• ACTIVITY: Filter out every line below that lacks "checkered", and copy the rest.

(Records from a dataset)
######

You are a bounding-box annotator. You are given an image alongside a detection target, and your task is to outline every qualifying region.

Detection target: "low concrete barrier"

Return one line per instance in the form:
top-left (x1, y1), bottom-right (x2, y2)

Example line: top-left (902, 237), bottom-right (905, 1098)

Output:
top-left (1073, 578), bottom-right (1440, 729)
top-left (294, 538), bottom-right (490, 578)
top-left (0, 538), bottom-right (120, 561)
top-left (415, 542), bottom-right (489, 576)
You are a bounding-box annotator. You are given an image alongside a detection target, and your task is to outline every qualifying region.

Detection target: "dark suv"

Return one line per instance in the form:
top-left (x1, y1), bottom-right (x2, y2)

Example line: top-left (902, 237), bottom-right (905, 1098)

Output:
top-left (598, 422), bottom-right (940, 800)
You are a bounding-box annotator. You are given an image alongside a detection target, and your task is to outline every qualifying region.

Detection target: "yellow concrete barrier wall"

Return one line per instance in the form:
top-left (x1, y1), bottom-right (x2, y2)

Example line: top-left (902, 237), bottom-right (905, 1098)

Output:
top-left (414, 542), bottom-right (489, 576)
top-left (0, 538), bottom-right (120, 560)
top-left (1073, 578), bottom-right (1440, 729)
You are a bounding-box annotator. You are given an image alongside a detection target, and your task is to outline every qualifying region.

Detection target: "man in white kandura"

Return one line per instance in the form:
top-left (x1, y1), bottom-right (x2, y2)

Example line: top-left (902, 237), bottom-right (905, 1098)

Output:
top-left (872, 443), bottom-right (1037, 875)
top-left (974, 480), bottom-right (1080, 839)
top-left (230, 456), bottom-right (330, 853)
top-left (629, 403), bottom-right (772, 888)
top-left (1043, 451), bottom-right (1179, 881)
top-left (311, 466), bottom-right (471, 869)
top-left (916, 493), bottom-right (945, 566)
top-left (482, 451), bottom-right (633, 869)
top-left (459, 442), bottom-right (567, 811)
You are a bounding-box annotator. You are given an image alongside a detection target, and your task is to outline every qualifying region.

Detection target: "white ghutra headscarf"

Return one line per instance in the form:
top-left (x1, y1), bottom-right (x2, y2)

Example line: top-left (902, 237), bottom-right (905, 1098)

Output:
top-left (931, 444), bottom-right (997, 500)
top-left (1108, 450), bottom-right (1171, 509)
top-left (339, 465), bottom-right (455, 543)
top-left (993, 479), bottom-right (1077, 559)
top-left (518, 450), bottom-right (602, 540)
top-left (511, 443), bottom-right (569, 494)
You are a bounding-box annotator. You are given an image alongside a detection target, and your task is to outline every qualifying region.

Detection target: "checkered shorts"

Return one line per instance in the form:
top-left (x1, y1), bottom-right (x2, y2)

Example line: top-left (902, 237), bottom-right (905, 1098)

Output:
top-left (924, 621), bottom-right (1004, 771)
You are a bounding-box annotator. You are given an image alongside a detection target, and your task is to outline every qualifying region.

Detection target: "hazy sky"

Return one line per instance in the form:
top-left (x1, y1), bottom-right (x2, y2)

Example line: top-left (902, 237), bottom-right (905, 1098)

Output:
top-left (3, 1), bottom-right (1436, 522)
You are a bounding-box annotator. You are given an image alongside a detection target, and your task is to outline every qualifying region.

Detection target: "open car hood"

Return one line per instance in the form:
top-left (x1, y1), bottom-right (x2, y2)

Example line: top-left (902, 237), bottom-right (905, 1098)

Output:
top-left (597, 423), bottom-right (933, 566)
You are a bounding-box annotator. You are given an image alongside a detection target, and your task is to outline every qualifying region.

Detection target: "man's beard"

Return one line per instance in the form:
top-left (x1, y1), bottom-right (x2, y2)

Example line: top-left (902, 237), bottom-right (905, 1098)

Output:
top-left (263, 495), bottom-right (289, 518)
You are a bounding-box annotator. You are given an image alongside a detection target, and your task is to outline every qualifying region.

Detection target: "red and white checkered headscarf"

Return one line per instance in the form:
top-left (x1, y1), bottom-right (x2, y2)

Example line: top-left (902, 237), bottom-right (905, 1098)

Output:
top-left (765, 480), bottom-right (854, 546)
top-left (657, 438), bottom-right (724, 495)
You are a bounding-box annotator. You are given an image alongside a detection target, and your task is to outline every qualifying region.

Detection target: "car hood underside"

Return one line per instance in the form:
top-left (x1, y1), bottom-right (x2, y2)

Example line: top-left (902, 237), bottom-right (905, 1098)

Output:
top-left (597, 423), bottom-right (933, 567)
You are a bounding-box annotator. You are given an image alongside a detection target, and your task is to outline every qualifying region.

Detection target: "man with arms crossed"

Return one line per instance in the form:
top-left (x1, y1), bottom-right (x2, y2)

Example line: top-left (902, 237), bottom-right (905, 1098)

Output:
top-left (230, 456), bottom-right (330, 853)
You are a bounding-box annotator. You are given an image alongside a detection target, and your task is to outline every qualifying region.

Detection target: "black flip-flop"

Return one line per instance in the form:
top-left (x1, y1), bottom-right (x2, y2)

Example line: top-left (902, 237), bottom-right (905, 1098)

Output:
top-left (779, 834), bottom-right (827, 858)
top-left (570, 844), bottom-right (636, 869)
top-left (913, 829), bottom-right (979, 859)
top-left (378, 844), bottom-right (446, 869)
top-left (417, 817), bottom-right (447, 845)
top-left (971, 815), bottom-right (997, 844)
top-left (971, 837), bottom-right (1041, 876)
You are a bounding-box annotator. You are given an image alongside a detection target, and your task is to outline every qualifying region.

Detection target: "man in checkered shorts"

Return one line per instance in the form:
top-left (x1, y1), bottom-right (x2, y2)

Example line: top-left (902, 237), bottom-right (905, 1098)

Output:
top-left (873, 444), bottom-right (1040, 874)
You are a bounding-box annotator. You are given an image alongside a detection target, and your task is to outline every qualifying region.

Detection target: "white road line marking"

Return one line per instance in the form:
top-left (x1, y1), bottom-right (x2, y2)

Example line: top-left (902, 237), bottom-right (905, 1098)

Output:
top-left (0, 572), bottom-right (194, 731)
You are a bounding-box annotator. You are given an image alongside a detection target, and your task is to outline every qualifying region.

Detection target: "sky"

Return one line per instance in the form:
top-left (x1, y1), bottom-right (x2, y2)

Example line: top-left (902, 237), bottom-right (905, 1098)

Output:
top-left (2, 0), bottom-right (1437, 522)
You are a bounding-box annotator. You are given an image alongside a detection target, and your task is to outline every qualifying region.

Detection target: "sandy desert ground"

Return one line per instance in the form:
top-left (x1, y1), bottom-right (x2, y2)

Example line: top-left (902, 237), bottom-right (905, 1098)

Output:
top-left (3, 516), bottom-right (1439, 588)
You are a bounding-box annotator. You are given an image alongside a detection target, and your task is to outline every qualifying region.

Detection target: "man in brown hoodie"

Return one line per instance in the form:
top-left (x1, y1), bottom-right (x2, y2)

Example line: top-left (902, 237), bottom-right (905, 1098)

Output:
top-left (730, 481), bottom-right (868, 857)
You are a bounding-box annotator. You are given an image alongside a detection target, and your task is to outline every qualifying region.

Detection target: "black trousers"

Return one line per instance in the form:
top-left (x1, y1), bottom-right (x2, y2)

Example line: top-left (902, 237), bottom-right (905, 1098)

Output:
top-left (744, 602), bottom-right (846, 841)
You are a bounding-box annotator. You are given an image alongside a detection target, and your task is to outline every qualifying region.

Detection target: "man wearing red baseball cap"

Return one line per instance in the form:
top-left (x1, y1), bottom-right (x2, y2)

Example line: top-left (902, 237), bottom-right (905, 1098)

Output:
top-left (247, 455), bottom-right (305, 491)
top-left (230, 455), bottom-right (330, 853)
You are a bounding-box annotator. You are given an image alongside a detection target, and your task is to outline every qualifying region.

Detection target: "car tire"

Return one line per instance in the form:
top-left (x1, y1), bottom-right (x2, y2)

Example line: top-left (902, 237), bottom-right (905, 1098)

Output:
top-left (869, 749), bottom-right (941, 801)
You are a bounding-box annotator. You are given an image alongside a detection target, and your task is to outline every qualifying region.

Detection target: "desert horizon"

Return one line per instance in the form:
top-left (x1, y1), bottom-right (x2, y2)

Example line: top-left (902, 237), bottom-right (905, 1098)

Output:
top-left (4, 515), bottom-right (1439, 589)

######

• RESULT OF THIS TASK:
Detection target: "checkered shorts"
Detection target: "red and white checkered headscarf"
Detection target: "man in checkered shorts"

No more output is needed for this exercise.